> Aim
Which lines in the rows below contain the string "target"? Copy every one of them, treating uppercase and lowercase as different.

Contour labeling rows:

◇ ◇ ◇ ◇ ◇ ◇ ◇

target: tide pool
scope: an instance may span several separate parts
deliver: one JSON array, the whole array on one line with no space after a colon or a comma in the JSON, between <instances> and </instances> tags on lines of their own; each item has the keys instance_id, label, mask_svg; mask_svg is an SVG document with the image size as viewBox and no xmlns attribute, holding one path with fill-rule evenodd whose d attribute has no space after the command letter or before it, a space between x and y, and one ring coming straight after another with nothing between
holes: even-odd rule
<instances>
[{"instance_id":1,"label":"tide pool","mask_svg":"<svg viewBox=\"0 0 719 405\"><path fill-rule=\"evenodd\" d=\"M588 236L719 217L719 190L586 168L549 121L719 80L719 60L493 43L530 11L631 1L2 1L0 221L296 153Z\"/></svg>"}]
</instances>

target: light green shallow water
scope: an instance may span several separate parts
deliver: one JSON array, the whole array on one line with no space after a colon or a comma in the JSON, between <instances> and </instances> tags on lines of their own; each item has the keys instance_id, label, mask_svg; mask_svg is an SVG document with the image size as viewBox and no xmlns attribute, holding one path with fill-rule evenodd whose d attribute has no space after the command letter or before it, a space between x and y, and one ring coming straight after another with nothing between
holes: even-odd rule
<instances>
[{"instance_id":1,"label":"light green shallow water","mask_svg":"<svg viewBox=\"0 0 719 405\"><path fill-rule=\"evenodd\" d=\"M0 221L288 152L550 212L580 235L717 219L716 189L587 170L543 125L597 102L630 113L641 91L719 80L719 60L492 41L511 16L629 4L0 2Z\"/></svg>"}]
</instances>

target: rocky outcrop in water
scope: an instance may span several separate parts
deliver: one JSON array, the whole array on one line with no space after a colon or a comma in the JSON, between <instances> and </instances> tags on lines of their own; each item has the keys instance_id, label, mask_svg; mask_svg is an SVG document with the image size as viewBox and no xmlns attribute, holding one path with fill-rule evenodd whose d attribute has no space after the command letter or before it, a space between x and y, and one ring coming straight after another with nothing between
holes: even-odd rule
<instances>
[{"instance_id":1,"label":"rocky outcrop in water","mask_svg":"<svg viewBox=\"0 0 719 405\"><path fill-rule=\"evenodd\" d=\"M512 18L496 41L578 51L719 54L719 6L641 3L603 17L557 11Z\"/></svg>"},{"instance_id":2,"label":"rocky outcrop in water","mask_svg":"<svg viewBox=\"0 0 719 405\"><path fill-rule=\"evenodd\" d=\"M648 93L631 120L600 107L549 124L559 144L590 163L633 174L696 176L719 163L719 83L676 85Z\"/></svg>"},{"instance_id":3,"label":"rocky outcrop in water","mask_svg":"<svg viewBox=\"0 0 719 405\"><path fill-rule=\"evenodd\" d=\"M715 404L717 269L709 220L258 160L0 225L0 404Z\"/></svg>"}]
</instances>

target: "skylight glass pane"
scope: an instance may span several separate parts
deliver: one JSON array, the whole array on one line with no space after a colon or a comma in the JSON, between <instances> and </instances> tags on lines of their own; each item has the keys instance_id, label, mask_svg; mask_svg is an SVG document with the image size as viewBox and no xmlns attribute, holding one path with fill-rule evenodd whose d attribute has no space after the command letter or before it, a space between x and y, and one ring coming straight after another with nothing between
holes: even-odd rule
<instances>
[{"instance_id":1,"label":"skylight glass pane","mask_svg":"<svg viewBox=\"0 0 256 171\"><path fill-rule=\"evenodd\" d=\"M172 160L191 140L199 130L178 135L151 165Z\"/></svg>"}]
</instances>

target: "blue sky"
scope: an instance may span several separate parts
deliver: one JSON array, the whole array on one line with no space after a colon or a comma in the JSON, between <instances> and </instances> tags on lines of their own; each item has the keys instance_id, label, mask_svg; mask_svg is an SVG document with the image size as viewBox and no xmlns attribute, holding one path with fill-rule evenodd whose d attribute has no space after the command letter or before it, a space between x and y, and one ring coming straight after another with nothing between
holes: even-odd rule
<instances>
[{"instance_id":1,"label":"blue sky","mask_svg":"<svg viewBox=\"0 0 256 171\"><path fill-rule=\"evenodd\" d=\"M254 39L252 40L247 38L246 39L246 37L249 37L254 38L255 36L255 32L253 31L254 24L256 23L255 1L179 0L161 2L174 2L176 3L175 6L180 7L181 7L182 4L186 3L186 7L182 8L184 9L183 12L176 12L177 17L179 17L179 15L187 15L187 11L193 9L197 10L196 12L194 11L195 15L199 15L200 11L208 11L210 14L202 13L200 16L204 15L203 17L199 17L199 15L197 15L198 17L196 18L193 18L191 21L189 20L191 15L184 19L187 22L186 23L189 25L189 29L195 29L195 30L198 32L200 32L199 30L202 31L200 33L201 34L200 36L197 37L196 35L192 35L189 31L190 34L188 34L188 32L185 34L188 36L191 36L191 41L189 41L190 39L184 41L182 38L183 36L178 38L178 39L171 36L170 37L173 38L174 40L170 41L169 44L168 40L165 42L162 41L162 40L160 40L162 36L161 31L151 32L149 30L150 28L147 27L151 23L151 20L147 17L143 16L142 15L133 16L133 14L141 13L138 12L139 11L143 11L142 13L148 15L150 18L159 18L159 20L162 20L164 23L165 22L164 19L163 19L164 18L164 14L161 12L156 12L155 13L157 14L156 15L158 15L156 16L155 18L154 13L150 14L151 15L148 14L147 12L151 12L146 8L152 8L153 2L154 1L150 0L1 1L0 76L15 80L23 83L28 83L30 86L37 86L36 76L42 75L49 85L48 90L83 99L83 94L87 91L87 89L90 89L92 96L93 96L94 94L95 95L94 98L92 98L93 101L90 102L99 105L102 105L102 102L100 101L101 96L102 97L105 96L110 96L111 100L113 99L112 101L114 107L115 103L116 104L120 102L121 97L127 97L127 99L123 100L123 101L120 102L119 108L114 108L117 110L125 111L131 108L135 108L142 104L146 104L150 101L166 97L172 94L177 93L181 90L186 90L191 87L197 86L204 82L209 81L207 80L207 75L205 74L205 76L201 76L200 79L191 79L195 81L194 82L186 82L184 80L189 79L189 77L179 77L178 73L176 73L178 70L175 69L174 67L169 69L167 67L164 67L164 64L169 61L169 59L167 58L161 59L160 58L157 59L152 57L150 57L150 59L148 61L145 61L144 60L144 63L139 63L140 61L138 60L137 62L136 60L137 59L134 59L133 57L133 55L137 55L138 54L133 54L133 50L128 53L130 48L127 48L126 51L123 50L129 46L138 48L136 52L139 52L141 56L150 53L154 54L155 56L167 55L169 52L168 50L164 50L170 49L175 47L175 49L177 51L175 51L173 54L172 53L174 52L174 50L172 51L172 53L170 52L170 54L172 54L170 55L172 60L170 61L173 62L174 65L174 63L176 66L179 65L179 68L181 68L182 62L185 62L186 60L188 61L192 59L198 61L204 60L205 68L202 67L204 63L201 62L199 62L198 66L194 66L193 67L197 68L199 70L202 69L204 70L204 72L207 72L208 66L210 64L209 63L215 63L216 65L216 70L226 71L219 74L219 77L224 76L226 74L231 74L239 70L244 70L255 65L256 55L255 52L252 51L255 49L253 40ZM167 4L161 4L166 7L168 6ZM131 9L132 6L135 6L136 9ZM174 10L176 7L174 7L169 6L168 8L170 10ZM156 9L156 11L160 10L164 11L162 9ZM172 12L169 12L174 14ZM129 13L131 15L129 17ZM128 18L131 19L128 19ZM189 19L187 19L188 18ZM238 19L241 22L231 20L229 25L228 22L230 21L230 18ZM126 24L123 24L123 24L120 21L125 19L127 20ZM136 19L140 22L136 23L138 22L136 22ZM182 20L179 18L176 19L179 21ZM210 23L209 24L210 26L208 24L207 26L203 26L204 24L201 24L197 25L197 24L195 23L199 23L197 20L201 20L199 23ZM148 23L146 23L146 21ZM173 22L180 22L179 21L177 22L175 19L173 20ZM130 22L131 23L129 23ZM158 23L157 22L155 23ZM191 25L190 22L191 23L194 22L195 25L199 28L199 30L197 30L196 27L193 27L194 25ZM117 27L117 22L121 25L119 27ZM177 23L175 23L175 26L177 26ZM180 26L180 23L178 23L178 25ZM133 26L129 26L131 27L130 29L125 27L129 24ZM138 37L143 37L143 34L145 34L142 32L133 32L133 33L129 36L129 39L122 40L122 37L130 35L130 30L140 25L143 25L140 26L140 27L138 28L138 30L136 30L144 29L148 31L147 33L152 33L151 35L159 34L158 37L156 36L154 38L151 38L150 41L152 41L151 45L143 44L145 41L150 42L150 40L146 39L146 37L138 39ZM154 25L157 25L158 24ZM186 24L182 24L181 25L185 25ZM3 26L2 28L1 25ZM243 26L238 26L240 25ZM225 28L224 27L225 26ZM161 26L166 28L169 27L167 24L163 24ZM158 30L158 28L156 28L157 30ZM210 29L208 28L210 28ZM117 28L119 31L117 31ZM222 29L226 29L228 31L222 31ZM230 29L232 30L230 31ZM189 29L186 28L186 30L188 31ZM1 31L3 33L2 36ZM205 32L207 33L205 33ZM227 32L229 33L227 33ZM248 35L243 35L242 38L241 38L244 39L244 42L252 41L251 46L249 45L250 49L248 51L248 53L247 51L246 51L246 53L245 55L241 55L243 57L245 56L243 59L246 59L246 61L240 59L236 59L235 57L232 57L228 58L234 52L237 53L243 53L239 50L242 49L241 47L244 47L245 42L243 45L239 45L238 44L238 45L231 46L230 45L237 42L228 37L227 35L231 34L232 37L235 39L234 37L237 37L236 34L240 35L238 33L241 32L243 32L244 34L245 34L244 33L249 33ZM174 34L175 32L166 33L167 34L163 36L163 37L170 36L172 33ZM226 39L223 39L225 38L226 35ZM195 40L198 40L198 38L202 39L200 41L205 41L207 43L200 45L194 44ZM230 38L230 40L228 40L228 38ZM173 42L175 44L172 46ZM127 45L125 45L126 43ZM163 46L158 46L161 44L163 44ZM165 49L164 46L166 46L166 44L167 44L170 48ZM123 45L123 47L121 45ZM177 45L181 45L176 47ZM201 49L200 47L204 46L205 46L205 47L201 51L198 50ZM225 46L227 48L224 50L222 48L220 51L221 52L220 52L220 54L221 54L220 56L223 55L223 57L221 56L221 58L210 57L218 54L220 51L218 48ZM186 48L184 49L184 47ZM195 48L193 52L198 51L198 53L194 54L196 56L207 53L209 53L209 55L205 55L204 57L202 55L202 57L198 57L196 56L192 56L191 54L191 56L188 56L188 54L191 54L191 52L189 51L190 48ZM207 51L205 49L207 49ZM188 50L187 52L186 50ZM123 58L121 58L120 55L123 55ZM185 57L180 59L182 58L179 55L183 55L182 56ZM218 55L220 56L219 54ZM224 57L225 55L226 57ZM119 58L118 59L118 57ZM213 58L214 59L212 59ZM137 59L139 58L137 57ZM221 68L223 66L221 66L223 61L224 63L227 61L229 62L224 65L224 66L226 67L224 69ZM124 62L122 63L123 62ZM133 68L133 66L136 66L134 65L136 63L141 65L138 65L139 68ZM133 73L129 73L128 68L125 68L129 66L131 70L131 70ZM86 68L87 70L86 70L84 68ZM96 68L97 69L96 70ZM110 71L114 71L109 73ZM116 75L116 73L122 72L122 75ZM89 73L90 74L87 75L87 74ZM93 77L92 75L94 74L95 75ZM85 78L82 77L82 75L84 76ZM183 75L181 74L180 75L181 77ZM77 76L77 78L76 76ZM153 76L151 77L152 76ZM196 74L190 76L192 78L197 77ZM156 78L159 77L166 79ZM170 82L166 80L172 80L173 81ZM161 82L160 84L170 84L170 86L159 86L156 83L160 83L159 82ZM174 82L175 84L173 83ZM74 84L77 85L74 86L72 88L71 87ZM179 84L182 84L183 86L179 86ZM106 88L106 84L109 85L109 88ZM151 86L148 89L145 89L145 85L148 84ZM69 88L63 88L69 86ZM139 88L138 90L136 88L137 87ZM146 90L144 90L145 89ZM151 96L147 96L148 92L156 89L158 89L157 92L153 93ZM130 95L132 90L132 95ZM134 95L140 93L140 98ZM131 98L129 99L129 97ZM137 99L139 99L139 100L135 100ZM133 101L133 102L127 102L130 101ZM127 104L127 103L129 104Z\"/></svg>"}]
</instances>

◇ ◇ ◇ ◇ ◇ ◇ ◇

> Full answer
target: tide pool
target: light green shallow water
target: rocky outcrop in water
target: "skylight glass pane"
target: "blue sky"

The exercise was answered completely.